From the records below, extract only the lines running from the line with "Target: black trousers" to the line with "the green foliage", both lines included, reproducing them exactly.

*** Exercise inputs ***

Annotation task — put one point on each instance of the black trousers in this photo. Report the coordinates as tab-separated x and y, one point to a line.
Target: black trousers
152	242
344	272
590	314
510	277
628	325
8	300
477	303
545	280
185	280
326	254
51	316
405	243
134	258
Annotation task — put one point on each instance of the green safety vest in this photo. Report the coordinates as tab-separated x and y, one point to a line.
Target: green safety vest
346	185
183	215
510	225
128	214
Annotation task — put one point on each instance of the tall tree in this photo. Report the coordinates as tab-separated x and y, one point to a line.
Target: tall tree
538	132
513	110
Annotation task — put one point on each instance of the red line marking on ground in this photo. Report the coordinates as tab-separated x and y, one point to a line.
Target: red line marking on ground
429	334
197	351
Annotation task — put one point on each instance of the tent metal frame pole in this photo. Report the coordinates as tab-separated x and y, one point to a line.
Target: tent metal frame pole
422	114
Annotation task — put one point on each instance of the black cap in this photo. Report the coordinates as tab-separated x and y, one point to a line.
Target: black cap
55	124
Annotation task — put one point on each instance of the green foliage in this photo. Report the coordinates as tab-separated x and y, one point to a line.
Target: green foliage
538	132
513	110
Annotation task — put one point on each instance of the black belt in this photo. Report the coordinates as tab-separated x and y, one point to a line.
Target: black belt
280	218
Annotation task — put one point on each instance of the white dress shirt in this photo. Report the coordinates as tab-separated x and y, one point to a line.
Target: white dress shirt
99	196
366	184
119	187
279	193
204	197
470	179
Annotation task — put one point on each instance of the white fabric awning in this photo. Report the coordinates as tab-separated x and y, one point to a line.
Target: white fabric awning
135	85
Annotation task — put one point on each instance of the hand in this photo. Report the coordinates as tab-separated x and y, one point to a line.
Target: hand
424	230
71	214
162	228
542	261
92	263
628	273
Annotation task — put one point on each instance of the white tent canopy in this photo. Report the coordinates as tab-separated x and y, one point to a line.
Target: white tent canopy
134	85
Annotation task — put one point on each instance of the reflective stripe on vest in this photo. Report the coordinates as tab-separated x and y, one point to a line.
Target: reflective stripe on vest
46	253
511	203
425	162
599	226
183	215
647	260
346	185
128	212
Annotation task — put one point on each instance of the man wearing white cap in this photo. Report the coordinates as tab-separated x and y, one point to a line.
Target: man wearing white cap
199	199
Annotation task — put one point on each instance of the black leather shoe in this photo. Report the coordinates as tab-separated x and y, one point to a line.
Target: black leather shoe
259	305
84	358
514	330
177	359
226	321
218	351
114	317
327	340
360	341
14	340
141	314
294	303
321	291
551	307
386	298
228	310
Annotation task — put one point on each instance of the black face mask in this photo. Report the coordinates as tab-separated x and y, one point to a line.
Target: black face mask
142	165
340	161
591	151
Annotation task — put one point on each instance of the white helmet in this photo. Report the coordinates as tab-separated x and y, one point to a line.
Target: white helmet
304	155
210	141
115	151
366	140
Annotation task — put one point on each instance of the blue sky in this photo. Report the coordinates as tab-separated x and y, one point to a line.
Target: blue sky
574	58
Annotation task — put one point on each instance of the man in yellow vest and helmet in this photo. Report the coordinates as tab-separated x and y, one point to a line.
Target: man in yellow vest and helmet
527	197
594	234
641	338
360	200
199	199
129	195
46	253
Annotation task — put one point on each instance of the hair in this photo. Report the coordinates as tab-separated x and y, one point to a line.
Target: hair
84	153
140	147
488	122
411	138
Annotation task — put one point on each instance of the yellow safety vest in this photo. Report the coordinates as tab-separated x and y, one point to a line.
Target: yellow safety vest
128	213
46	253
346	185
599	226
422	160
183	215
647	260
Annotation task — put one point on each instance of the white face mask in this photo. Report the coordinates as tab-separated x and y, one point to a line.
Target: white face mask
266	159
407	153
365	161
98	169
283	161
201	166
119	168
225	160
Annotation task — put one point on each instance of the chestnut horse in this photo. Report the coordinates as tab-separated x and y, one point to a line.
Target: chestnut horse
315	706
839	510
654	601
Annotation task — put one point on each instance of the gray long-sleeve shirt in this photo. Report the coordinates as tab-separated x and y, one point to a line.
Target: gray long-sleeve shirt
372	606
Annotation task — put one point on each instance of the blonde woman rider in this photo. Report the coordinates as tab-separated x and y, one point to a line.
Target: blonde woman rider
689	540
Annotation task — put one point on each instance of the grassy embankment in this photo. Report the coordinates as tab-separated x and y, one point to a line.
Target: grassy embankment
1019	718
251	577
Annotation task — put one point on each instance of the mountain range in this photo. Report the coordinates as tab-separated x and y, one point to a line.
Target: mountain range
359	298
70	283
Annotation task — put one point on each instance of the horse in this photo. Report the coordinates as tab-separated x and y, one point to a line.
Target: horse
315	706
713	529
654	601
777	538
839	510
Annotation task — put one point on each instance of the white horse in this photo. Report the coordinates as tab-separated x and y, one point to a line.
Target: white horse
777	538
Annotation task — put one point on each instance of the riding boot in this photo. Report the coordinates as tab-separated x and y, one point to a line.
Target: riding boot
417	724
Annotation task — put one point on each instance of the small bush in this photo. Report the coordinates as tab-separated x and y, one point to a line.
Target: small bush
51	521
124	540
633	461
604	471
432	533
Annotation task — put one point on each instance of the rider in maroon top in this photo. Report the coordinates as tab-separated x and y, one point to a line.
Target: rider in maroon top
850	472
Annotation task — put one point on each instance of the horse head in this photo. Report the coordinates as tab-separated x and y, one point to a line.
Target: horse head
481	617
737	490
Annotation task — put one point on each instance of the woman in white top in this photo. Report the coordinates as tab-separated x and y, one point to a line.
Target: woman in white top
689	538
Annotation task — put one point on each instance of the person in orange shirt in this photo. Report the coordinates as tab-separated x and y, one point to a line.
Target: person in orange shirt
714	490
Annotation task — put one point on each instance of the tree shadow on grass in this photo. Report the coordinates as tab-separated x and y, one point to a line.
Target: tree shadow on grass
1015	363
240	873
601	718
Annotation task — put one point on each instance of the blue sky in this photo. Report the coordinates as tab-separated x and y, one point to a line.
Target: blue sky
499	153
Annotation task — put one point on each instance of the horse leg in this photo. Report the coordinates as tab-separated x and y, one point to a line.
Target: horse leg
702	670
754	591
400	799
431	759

*** End of Exercise inputs ***

Your response ::
Target: black trousers
152	242
344	272
590	314
510	277
628	325
8	300
477	303
545	280
185	280
326	254
51	316
405	243
134	258
Annotation task — put one point on each instance of the green safety vest in this photo. Report the coordinates as tab-separated x and y, one point to a line.
Target: green safety vest
346	185
183	215
510	225
128	214
Annotation task — put one point on each instance of the tall tree in this photo. Report the coordinates as tab-separated x and y, one point to a line.
Target: tall tree
538	132
513	110
Annotation task — put one point on each instance of the red line marking on ground in this photo. Report the coordinates as tab-separated x and y, one point to a line.
Target: red line marking on ground
429	334
197	351
Annotation task — put one point on each instance of the tent metal frame pole in this photo. Report the coordinates as tab-separated x and y, one point to a line.
Target: tent metal frame pole
422	114
Annotation task — put one point on each instance of the black cap in this photo. Report the coordinates as tab-separated x and y, one point to a line.
Target: black cap
55	124
Annotation task — put one point on each instance of the green foliage in this photo. Report the coordinates as tab-separated x and y, one point to a line.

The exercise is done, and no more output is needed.